**Supplied text:**
Public preview of derived tables and views on graph tables in MATCH queries
SQL Server 2017 and Azure SQL Database introduced native graph database capabilities for modeling many-to-many relationships. The first implementation of SQL Graph introduced support for nodes to represent entities, edges to represent relationships, and a new MATCH predicate to support graph pattern matching and traversal.
We will be further expanding the graph database capabilities with several new features. In this blog we will discuss one of those features that is now available for public preview in Azure SQL Database and SQL Server 2019 CTP2.1: use of derived tables and views on graph tables in MATCH queries.
Graph queries on Azure SQL Database now support using view and derived table aliases in the MATCH syntax. To use these aliases in MATCH, the views and derived tables must be created either on a node or edge table which may or may not have some filters on it or a set of node or edge tables combined together using the UNION ALL operator. The ability to use derived table and view aliases in MATCH queries, could be very useful in scenarios where you are looking to query heterogeneous entities or heterogeneous connections between two or more entities in your graph.

**Data rows:**
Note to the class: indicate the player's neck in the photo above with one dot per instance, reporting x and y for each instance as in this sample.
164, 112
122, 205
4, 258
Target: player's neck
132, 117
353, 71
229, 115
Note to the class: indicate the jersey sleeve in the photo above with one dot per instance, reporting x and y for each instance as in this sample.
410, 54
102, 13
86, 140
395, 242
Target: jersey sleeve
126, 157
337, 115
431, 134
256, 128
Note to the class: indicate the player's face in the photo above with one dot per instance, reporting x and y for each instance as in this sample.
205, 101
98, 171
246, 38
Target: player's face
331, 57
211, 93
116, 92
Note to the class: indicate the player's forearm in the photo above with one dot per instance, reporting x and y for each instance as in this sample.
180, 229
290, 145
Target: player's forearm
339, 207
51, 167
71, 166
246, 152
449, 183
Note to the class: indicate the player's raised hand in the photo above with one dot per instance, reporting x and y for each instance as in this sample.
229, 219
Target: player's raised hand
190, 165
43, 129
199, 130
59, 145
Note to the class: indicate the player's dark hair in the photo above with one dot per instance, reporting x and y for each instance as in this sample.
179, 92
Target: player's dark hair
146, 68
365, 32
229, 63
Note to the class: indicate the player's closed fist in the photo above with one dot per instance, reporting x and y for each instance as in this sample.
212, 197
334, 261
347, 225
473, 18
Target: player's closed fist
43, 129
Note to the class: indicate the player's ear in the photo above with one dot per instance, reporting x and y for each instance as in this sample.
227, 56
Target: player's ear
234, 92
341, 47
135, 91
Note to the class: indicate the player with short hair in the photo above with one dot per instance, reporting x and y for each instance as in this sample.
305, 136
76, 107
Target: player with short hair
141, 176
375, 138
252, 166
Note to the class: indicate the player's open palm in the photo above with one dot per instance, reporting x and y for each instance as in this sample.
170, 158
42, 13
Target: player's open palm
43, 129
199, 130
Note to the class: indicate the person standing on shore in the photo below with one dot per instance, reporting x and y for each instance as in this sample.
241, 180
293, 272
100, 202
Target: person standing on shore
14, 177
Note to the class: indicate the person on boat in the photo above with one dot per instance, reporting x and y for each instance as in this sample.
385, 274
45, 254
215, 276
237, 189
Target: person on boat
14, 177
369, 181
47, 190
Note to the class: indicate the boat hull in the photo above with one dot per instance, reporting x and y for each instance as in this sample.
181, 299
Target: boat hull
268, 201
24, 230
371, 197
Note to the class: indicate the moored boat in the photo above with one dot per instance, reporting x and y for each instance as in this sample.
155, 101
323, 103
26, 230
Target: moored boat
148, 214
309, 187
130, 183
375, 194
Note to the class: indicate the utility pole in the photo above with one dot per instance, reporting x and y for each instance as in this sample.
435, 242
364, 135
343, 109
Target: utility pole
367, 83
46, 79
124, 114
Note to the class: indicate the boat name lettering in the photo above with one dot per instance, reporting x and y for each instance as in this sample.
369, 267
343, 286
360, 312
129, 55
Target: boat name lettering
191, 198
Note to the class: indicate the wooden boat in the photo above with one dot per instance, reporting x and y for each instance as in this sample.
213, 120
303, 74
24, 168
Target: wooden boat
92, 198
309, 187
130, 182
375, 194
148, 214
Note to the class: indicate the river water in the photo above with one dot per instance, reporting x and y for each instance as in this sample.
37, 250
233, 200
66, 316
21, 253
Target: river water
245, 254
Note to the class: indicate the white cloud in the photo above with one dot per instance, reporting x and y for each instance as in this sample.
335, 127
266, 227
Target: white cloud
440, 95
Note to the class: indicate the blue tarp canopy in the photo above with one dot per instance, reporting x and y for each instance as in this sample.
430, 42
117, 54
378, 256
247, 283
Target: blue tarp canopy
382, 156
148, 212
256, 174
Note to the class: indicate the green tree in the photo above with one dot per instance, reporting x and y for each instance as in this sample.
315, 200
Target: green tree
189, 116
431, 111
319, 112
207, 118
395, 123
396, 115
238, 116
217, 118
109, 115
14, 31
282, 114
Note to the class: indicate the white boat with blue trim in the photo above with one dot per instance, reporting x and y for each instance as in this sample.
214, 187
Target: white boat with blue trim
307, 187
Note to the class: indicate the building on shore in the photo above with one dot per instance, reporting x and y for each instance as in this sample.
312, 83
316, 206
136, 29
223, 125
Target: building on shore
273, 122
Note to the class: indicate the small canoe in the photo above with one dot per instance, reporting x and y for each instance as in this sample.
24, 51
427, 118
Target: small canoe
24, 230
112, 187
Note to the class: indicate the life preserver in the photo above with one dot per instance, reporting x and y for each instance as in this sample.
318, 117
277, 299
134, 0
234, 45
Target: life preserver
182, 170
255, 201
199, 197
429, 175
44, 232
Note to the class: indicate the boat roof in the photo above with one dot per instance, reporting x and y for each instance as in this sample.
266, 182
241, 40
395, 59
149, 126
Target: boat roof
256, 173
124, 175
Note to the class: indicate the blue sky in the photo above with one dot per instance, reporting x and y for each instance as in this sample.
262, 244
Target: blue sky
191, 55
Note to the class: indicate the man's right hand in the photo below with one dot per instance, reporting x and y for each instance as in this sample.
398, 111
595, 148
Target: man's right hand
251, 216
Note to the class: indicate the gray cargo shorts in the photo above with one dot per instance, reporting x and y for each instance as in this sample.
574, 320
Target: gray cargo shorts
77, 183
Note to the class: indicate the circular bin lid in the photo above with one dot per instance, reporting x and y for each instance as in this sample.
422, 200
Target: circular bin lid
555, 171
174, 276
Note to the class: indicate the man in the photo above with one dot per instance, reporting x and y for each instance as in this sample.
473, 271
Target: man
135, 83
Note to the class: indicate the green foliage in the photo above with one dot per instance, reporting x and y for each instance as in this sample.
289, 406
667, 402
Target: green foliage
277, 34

**Work instructions:** List every SQL Server or Azure product or release mentioned in the text on SQL Graph derived tables and views.

**Solution below:** SQL Server 2017, Azure SQL Database, and SQL Server 2019 CTP2.1.